(Image location labeling entries)
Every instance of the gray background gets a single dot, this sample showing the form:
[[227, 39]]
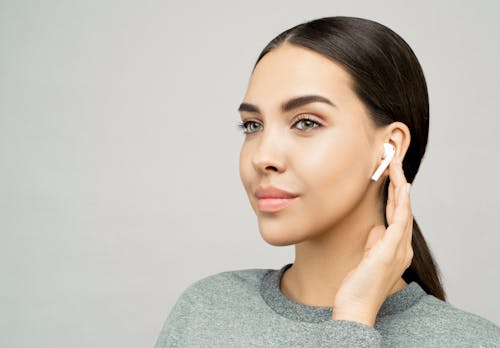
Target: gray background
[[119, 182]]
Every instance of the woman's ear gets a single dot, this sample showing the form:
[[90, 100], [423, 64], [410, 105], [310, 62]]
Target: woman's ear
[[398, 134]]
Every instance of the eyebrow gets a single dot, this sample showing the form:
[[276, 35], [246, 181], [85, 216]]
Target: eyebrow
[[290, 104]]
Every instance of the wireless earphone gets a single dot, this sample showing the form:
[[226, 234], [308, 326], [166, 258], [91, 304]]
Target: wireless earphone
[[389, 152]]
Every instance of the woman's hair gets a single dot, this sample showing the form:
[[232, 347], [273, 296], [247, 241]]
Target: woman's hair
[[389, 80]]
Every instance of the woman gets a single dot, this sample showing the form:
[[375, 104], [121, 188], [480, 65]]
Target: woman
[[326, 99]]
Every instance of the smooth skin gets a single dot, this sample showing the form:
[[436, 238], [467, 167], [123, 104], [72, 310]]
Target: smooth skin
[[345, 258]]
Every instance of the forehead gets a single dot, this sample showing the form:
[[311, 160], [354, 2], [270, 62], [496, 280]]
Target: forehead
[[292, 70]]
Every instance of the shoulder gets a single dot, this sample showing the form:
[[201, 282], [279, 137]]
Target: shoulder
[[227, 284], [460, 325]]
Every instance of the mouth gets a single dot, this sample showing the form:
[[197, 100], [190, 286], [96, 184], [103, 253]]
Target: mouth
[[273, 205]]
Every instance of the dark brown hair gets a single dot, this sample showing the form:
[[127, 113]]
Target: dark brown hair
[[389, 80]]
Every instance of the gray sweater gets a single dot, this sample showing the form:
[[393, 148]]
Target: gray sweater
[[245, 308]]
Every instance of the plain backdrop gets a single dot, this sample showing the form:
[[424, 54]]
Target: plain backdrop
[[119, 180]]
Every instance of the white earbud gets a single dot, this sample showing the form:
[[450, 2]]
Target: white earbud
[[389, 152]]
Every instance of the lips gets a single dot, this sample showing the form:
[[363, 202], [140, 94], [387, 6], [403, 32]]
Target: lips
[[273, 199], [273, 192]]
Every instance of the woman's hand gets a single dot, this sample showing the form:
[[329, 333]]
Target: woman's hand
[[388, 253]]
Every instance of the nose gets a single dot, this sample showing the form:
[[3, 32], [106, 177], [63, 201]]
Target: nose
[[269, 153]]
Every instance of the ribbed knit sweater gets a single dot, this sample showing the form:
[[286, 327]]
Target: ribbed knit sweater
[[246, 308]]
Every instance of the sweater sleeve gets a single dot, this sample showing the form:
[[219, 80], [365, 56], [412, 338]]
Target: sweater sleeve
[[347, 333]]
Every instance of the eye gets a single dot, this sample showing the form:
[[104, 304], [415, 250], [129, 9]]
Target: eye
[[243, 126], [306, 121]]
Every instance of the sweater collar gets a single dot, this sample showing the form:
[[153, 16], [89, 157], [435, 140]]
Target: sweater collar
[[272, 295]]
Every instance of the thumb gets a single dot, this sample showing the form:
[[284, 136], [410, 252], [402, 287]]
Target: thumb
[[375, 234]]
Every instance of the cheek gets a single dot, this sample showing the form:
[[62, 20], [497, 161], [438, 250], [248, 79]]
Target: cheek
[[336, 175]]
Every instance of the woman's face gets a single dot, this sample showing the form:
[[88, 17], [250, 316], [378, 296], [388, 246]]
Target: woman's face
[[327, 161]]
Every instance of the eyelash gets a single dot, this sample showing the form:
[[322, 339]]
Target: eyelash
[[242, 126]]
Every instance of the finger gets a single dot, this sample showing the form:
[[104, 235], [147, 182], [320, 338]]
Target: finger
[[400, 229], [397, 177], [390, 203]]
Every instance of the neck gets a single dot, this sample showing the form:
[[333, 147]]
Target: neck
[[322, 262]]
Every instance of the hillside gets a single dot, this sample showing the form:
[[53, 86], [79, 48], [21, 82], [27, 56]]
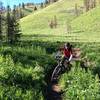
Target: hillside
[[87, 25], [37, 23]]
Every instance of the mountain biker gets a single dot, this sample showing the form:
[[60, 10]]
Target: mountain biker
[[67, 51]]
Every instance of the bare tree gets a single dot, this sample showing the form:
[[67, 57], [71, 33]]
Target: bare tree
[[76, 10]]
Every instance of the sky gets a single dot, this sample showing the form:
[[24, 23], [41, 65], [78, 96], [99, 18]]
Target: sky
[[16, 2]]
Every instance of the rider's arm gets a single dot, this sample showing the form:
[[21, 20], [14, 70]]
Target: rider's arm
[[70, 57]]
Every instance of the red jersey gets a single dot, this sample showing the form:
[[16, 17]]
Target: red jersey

**Set task:**
Exclude the pictures and transcribe all of the entries exactly.

**The answer:**
Every instance of the gray background gets a single dot, this sample showing the form:
[[227, 39]]
Target: gray background
[[119, 182]]
Every instance of the woman's ear gets a single dot, this sample showing the form:
[[90, 100], [423, 64], [410, 105], [310, 62]]
Target: woman's ear
[[398, 134]]
Every instance of the eyebrow gets a single dot, this sample showing the form:
[[276, 35], [246, 181], [85, 216]]
Target: eyebrow
[[290, 104]]
Every instance of the wireless earphone gets a single dot, this sample showing the form:
[[226, 234], [308, 326], [166, 258], [91, 304]]
Target: wireless earphone
[[389, 152]]
Every instance of the woman's hair gets a single dot, this sample showing the form:
[[232, 347], [273, 296], [247, 241]]
Target: woman's hair
[[389, 80]]
Every instance of the woman gets a single dot, this sample showing the form:
[[375, 104], [121, 188], [480, 65]]
Target: woman
[[326, 99]]
Every instance of the smooth skin gets a single dot, this sample showing the form:
[[436, 238], [467, 167], [123, 104], [72, 310]]
Target: smooth skin
[[345, 258]]
Every instance of the forehead gets a single dot, this sample showing the form:
[[311, 160], [354, 2], [270, 62], [496, 280]]
Target: forehead
[[292, 70]]
Every instance of the shoulder gets a single dot, this sample showing the form:
[[201, 282], [279, 137]]
Target: shoulder
[[227, 284], [460, 325]]
Every instance of the mouth gets a single dot, this sample showing the form:
[[197, 100], [190, 286], [96, 184], [103, 253]]
Target: mouth
[[273, 205]]
Every instance of the dark brown hair gets a single dot, this sample showing the form:
[[127, 113]]
Target: dark brown hair
[[389, 80]]
Every instance of the gray sweater gets a single dot, this sample showing the form:
[[393, 148]]
Target: gray sweater
[[245, 308]]
Every instance of the plain backdrop gets a single dot, this sample showing the form:
[[424, 54]]
Target: plain backdrop
[[119, 180]]
Every instance of the white earbud gets a single dot, this sample showing the form:
[[450, 2]]
Target: white earbud
[[389, 152]]
Every instance of the lips gets a single dot, this sample showing the form:
[[363, 202], [140, 94], [387, 6], [403, 32]]
Target: lips
[[273, 199], [273, 192]]
Every instance of the woman's hand gets a single dot, this sample showing the form:
[[329, 333]]
Target: woman's hand
[[388, 253]]
Every instance of the nose gets a single dot, this sample showing the form:
[[3, 32], [106, 177], [63, 201]]
Target: nose
[[269, 153]]
Every instance of the ribbed knit sweater gets a single dot, this sample showing the form:
[[286, 327]]
Target: ribbed knit sweater
[[246, 308]]
Every instance of the sweater sleeve gets a single dot, this sample showing the form:
[[219, 80], [365, 56], [412, 338]]
Target: sweater sleeve
[[347, 333]]
Every instance of the eye gets a single dot, this sample showing the form:
[[104, 304], [415, 250], [129, 9]]
Target: eye
[[243, 126], [306, 121]]
Every instance of the sweater collar gets a single dot, this sample showing the form:
[[153, 16], [89, 157], [435, 140]]
Target: sweater collar
[[272, 295]]
Every instance of the thumb gets a single dot, this sample showing the form:
[[284, 136], [410, 252], [402, 287]]
Target: thumb
[[375, 234]]
Every instance of the cheek gets a single dot, this sample showing the form:
[[62, 20], [497, 161], [438, 250], [248, 79]]
Target: cheek
[[336, 175]]
Every instance of the woman's face gets a single dot, this sample showing the form:
[[88, 17], [250, 316], [378, 296], [388, 246]]
Target: woman's face
[[327, 161]]
Every instance of the eyelash gets a single dot, this sample showing the form:
[[322, 339]]
Target: eyelash
[[242, 126]]
Every instance of the finger gets a single dot, this sample showing the form:
[[104, 235], [147, 182], [320, 338]]
Target: finger
[[400, 229], [397, 177], [390, 203]]
Every instance of the neck gets a single dot, this sample showing the form:
[[333, 147]]
Target: neck
[[322, 262]]
Every instance of the hillside gets a single dot, this sample showing the form:
[[53, 86], [79, 48], [21, 82], [27, 56]]
Target: hillside
[[87, 25], [37, 23]]
Every instance of the mountain biker gets a single dot, this sample showing the form:
[[60, 10]]
Target: mountain biker
[[67, 51]]
Every instance of the bare tree gets a single dot, this sample showing the form:
[[67, 57], [71, 33]]
Target: bare tree
[[76, 10]]
Every instance of the sky gets a single dot, this sample showing the form:
[[24, 23], [41, 65], [78, 96], [99, 18]]
Target: sky
[[16, 2]]
Every instance of the rider's arm gets a single dot, this sample showing the form:
[[21, 20], [14, 70]]
Target: rider's arm
[[70, 57]]
Every instance of the red jersey gets a single dot, this sample showing the form:
[[16, 17]]
Target: red jersey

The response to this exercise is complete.